§ PROBLEM TO SOLVE: Every record shown below should be duplicated exactly.

Saved entries
★ ★ ★ ★ ★

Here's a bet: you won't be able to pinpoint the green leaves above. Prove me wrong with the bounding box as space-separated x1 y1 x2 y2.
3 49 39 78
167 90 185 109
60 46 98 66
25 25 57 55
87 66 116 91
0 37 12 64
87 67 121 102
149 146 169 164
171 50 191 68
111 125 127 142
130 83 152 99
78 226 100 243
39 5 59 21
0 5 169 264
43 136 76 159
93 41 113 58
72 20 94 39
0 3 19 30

★ ★ ★ ★ ★

§ EXERCISE SOLUTION:
Here's a bet: you won't be able to pinpoint the green leaves above. Prove me wrong with the bounding box as space-separated x1 y1 x2 y2.
3 49 39 78
167 90 185 109
60 46 98 66
25 25 57 55
87 66 116 91
0 37 12 64
87 67 121 102
149 146 169 164
171 50 191 68
111 125 127 142
130 83 152 99
78 226 100 243
39 5 59 21
0 5 169 264
43 136 76 159
93 41 113 58
72 20 94 39
0 3 19 30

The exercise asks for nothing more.